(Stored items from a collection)

──────

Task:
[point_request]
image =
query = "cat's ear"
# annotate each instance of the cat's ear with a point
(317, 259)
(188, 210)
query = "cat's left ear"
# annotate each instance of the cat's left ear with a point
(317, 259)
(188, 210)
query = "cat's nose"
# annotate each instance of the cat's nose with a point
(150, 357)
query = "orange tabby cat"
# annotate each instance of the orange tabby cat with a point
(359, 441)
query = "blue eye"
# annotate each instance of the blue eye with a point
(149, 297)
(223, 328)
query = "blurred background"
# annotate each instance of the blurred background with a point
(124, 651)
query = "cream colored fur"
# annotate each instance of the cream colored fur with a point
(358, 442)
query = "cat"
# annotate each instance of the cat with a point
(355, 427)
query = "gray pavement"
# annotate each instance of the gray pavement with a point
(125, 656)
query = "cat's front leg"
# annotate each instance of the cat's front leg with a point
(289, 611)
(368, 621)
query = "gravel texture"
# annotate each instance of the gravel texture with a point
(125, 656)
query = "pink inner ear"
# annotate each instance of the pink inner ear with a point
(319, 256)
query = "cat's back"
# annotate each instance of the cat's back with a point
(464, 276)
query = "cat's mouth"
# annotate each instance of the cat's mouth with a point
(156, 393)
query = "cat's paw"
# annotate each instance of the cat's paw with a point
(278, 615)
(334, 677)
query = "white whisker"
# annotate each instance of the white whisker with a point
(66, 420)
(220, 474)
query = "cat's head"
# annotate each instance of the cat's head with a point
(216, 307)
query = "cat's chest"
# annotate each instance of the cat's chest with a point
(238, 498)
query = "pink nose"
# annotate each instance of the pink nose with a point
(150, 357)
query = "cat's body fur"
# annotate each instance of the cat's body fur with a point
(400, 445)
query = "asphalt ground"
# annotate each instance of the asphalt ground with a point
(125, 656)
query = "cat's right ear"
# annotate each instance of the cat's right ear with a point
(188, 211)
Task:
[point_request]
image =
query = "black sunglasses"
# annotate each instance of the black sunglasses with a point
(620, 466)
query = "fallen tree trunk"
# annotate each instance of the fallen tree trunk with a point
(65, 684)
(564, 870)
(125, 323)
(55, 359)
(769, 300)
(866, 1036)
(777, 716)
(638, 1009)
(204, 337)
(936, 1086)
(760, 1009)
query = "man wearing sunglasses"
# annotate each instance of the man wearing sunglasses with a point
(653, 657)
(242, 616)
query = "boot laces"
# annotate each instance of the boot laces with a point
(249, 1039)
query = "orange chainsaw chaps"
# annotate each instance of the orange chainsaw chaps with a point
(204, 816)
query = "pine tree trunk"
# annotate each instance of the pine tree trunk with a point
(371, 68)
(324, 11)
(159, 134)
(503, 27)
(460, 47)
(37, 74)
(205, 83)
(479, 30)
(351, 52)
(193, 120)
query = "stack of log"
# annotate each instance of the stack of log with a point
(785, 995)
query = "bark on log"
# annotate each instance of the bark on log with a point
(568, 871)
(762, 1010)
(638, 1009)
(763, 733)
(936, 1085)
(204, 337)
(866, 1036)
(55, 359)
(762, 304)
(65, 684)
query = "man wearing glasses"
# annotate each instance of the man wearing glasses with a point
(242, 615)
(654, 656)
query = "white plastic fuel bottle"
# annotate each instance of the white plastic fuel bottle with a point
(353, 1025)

──────

All entries must be repeated verbatim.

## Output of the task
Task:
[point_request]
image =
query = "cat's ear"
# annotate each instance of the cat's ear with a point
(317, 259)
(188, 210)
query = "cat's left ear"
# annotate each instance of the cat's left ear with a point
(317, 259)
(188, 210)
query = "cat's nose"
# annotate each instance of the cat's nose with a point
(150, 357)
query = "orange tabby cat"
# annotate each instance of the orange tabby cat with a point
(359, 441)
query = "blue eye"
# annotate each instance of the blue eye with a point
(149, 297)
(223, 328)
query = "blurred background"
# annotate each instance of the blurred background with a point
(124, 651)
query = "cream colored fur"
# annotate each instance of the cream colored fur with a point
(358, 442)
query = "cat"
# annotate each instance of the cat with a point
(355, 427)
query = "gray pavement"
# annotate each instance of the gray pavement with a point
(125, 656)
query = "cat's front leg"
# annotate each instance of the cat's front leg with a point
(289, 611)
(368, 621)
query = "gravel texture"
# annotate each instance of the gravel texture with a point
(125, 656)
query = "pink inner ear"
# annotate each instance of the pink inner ear with a point
(319, 256)
query = "cat's back"
# annotate each instance of the cat's back with a point
(464, 276)
query = "cat's mouth"
# annotate each instance of the cat's mouth with a point
(156, 393)
query = "cat's paw"
# annotate each instance of the cat's paw with a point
(278, 615)
(334, 677)
query = "white whisker"
# annotate each instance of the white whisker with a point
(66, 420)
(220, 474)
query = "cat's head"
# annotate each instance of the cat's head with a point
(216, 307)
query = "cat's chest"
# annotate each instance of the cat's chest with a point
(238, 498)
query = "pink nose"
# annotate each instance of the pink nose with a point
(150, 357)
query = "cat's body fur"
# annotate each instance of the cat's body fur with a point
(400, 445)
query = "asphalt ground"
# annotate each instance of the asphalt ground with a point
(125, 656)
query = "cat's right ear"
# annotate each instance of the cat's right ear with a point
(188, 211)
Task:
[point_request]
image =
query = "black sunglasses"
# annotate each instance of the black sunglasses with a point
(620, 466)
query = "fallen tree trunk"
# annotate each instance of the fallen tree trunk with a point
(65, 684)
(564, 870)
(125, 323)
(55, 359)
(769, 300)
(866, 1036)
(777, 716)
(638, 1009)
(204, 337)
(936, 1086)
(760, 1009)
query = "man wearing sunglasses"
# annotate each instance of the man wearing sunglasses with a point
(653, 657)
(242, 616)
query = "boot laces"
# annotate each instance of the boot laces with a point
(249, 1039)
query = "orange chainsaw chaps"
# annotate each instance of the orange chainsaw chaps with a point
(204, 816)
query = "pine tree trunk"
# annotate each instance of the pine tree trunk with a point
(371, 68)
(324, 11)
(159, 134)
(503, 27)
(460, 47)
(37, 74)
(205, 83)
(479, 30)
(351, 52)
(193, 120)
query = "stack of log"
# annotate each instance of the stack of log with a point
(785, 995)
query = "bark on log"
# annotate each instance of the bark on log with a point
(568, 871)
(762, 1010)
(638, 1009)
(763, 733)
(936, 1085)
(204, 337)
(866, 1036)
(55, 359)
(762, 304)
(65, 684)
query = "man wearing glasses"
# annotate each instance of the man wearing glasses with a point
(242, 615)
(654, 656)
query = "white plastic fuel bottle"
# annotate each instance of the white plastic fuel bottle with a point
(353, 1025)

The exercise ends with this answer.